OBJECTIVE: Reproduce each of the following records verbatim, line for line.
***
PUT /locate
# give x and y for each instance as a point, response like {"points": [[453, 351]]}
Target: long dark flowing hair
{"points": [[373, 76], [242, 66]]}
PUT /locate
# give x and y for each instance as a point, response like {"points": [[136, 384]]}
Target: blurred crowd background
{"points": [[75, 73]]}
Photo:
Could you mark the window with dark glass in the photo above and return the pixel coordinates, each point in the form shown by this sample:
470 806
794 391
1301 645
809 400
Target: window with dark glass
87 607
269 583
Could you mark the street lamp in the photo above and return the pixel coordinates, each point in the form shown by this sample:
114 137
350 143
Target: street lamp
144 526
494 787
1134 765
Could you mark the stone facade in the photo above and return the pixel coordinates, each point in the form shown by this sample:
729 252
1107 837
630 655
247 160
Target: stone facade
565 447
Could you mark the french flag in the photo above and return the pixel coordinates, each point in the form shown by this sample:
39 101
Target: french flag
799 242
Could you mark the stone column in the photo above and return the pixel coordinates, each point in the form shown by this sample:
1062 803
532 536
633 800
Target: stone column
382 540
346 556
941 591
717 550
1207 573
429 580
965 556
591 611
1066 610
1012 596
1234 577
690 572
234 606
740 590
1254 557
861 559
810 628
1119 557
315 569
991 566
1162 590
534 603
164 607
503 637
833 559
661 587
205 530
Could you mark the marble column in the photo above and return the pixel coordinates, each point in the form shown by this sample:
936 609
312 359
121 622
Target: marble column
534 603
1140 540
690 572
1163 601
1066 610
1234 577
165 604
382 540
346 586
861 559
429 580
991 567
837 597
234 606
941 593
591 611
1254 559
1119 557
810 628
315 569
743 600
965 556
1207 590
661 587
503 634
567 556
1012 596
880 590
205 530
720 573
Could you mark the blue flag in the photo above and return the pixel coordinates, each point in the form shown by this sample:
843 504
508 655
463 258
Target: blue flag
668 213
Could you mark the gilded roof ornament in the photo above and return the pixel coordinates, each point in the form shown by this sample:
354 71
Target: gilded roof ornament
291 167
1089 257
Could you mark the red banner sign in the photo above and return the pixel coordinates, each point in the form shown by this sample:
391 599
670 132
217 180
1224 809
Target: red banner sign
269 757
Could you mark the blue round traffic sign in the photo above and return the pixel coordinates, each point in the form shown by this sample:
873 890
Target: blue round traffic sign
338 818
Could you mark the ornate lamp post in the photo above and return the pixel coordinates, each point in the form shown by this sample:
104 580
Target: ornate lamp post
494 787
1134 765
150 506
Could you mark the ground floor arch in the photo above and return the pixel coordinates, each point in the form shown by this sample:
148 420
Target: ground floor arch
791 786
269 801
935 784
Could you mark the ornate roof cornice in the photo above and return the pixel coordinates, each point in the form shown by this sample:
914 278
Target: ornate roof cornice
***
OUTPUT FOR THIS EXERCISE:
PUT /locate
# give x and y for each instance as a point, response like {"points": [[453, 351]]}
Target: long dark flowing hair
{"points": [[373, 76], [242, 66]]}
PUT /locate
# give x and y for each instance as a point, response like {"points": [[136, 384]]}
Target: blurred crowd background
{"points": [[75, 73]]}
Photo:
Could you mark the window with dark glass in the photo above and return the pixel coordinates, each point in the form shown by this sample:
470 806
794 391
1301 645
809 400
Target: window with dark glass
87 607
269 583
Could you mark the street lamp in the photo above and return the pixel coordinates, each point in the form shown by this sample:
114 137
350 143
Target: street lamp
144 526
494 787
1134 765
Could you mark the stone facade in the photo above and return the pixel coordinates, each point in the form shown by this sample:
729 252
1107 837
630 655
247 160
Target: stone facade
565 447
Could you mark the french flag in the photo above and return the pixel coordinates, each point in the form shown by this sample:
39 101
Target: french flag
799 242
Could you mark the stone column in the photo above and return the pixel coordinates, each point in the form shown by this sample:
1062 803
532 536
633 800
Target: stone column
382 540
346 556
941 591
717 550
1207 573
429 580
965 556
591 611
1066 610
1012 596
1234 577
690 572
234 606
740 590
1254 557
861 559
810 628
1119 557
315 569
991 566
1162 590
534 603
164 607
503 637
833 559
661 587
205 530
Could you mark the marble column in the photo above and return the pixel coordinates, each point in the form shown by this sample:
936 609
312 359
121 622
Target: marble column
534 603
1140 540
690 572
1163 601
1066 610
1234 577
165 604
382 540
346 586
861 559
429 580
991 567
837 597
234 606
941 593
591 611
1254 559
1119 557
810 628
315 569
743 600
965 556
1207 590
661 587
503 634
567 556
1012 596
880 590
205 530
720 573
Could you mark the blue flag in the photo above and return the pixel coordinates, each point in the form shown by this sample:
843 504
508 655
463 258
Target: blue flag
668 213
Could you mark the gilded roof ornament in the photo above and return the pixel coordinates, each point in the form shown by this sample:
354 71
Target: gilded roof ornament
291 167
1089 257
Could you mark the red banner sign in the photo above and return the pixel coordinates, each point in the form shown by this sample:
391 599
670 132
217 180
1224 809
Target: red banner sign
269 757
Could you mark the blue round traffic sign in the photo above and return the pixel coordinates, each point in the form shown by this sample:
873 890
Target: blue round traffic sign
338 818
Could you mark the ornate lamp post in the photo above and return the pixel coordinates, each point in the form shown by this sample:
104 580
Target: ornate lamp post
494 787
1134 765
150 506
Could you mark the ground floor arch in the photo above and return the pixel coordinates, each point in the form shown by this sample:
148 420
Target: ground floor arch
791 786
269 801
935 784
Could you mark the ornate roof cornice in the photo above and return the pixel coordinates, each point in the form shown by this sample:
914 278
Target: ornate roof cornice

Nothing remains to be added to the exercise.